[Coordinate annotation data]
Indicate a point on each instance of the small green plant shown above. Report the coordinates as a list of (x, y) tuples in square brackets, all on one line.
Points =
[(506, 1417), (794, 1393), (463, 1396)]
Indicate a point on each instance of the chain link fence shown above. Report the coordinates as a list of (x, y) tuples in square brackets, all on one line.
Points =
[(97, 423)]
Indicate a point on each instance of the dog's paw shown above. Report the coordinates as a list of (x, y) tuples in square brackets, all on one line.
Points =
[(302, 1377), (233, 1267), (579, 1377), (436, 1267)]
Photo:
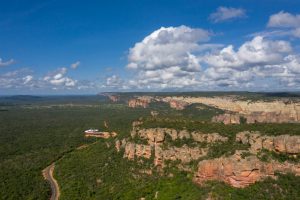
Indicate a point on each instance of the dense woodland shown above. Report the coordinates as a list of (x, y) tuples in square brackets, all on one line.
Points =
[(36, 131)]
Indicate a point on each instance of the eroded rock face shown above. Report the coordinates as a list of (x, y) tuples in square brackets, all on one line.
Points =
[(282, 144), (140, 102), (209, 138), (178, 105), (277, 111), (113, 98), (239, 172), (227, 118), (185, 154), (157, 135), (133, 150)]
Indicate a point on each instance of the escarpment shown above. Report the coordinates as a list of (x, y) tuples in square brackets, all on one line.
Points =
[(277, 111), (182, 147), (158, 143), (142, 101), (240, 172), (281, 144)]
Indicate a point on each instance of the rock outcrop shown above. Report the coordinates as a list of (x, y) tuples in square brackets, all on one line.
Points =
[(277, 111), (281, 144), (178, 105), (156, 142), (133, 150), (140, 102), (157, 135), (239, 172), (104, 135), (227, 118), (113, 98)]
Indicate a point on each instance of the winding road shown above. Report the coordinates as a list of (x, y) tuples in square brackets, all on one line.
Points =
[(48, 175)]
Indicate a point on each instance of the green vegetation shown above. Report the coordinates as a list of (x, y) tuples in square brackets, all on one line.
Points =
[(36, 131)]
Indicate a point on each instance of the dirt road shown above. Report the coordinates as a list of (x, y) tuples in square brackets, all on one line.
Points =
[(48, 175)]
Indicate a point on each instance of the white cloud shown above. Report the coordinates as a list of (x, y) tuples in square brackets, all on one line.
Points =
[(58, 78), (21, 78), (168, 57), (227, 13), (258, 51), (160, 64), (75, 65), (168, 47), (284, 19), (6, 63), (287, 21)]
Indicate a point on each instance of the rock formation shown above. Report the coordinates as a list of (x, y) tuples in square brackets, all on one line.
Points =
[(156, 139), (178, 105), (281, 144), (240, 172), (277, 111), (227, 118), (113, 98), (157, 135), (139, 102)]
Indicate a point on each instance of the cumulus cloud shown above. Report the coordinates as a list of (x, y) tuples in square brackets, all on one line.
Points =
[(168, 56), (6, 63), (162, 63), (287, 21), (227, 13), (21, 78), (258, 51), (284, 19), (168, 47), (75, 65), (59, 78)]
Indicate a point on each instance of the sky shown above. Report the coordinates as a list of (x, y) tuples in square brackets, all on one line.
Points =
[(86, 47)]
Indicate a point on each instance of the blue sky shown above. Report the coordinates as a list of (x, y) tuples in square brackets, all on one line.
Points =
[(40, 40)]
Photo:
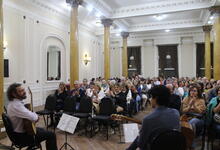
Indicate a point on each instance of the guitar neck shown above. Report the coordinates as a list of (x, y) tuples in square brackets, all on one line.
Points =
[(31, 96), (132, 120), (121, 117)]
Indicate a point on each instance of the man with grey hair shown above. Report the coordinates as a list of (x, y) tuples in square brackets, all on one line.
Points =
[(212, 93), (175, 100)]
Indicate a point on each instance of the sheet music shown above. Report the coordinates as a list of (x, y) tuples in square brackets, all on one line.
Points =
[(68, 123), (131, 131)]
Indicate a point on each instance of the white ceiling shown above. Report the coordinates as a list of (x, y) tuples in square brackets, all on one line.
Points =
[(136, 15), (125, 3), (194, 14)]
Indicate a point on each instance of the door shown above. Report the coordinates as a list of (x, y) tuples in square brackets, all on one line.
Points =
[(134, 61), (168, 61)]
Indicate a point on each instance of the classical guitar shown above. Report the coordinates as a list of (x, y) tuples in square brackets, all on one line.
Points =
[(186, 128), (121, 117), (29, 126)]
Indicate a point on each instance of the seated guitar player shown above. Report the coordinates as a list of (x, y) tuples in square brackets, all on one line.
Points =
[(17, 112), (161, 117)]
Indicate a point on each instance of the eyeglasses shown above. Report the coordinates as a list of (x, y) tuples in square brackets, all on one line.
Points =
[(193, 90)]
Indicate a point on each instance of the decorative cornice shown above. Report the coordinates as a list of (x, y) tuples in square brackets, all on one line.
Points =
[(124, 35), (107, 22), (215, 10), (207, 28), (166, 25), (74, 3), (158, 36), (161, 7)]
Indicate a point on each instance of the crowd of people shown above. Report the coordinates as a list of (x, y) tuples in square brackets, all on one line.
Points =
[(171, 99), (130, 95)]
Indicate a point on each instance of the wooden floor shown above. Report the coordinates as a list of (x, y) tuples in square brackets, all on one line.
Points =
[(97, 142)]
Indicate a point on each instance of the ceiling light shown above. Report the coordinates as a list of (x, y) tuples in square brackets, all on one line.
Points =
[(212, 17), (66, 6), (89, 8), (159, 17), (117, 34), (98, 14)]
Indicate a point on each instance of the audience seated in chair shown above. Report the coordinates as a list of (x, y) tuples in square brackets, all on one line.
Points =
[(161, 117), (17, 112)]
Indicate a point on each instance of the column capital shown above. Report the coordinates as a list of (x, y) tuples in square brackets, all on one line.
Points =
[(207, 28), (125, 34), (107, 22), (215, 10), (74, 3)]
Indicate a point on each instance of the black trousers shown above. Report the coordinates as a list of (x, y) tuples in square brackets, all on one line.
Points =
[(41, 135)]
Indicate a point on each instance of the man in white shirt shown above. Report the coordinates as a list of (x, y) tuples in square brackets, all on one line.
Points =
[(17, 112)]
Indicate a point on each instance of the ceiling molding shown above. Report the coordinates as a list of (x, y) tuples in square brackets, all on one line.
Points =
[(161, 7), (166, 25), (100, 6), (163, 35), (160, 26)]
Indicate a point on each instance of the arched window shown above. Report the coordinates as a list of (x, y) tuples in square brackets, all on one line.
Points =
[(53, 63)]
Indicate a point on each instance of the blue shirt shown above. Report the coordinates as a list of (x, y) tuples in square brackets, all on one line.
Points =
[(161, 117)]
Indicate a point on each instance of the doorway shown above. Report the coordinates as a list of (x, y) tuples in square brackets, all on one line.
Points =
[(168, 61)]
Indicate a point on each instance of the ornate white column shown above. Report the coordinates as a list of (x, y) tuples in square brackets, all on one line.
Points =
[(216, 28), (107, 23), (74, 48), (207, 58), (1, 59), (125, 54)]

* * *

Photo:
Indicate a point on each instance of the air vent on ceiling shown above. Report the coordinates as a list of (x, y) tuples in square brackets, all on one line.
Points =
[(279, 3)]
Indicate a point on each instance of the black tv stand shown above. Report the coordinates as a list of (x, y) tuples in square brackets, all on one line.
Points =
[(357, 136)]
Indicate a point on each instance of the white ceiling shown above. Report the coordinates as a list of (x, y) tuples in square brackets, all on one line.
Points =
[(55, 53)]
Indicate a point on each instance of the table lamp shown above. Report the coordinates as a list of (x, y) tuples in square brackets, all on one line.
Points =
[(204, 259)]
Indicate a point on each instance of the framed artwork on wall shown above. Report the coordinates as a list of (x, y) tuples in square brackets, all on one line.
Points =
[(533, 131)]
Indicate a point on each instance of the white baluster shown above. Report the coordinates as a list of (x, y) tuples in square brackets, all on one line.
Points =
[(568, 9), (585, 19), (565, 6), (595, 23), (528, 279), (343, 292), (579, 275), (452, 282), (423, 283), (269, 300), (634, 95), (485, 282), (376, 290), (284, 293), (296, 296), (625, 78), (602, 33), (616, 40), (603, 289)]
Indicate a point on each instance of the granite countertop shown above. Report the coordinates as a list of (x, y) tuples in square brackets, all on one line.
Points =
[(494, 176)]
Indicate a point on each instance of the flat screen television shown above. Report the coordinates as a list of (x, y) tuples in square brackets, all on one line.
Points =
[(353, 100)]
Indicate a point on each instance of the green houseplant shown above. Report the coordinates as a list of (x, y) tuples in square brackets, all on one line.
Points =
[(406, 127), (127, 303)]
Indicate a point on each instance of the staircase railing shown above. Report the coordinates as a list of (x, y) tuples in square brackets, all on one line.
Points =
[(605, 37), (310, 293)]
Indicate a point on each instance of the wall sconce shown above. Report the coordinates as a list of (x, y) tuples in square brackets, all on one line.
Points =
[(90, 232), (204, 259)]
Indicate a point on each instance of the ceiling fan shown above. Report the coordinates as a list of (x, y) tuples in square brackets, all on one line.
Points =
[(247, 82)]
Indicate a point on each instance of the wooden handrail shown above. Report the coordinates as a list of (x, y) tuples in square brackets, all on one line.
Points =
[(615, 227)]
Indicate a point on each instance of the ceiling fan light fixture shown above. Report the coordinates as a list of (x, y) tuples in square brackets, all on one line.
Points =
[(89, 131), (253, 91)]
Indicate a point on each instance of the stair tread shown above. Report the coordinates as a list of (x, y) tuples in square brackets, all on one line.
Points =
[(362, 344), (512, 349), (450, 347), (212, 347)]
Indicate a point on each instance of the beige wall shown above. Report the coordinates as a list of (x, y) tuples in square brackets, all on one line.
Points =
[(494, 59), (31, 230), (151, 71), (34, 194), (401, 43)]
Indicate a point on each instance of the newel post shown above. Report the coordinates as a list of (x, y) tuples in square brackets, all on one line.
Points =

...

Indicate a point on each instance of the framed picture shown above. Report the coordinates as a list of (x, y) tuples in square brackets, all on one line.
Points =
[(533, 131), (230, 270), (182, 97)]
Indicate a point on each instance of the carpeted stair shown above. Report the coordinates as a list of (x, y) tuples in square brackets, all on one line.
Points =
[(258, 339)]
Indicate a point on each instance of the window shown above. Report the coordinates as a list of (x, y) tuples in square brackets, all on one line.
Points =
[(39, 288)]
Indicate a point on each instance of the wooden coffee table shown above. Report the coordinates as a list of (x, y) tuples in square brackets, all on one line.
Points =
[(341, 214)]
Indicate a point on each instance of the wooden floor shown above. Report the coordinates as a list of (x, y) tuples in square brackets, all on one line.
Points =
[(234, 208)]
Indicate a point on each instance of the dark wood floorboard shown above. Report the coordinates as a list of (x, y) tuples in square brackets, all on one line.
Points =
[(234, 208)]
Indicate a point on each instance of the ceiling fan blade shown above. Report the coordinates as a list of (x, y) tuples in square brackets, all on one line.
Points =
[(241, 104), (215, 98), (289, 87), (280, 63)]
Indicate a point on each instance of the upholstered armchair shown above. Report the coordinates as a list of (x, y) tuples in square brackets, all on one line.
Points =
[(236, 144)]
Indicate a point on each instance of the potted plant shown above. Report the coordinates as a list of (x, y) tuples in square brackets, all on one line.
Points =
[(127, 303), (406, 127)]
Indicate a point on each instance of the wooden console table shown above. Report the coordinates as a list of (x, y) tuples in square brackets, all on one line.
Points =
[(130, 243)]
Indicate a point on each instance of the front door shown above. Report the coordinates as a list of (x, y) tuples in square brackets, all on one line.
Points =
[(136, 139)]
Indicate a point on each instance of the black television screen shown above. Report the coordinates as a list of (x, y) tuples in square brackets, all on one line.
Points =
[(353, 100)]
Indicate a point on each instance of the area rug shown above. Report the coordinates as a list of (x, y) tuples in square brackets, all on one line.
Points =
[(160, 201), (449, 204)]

**What needs to be done:** Select every line in the data above that contains the word "cloud", and copy each one out in full.

**Full output:**
Indicate a point on each instance of the white cloud shown above. Report the coordinates as a list of (x, y) tuples in square brackets, all on one line.
Indicate a point on each instance of the cumulus cloud shown above. Report the coordinates as a list of (x, y) tuples in square brackets, all on one line.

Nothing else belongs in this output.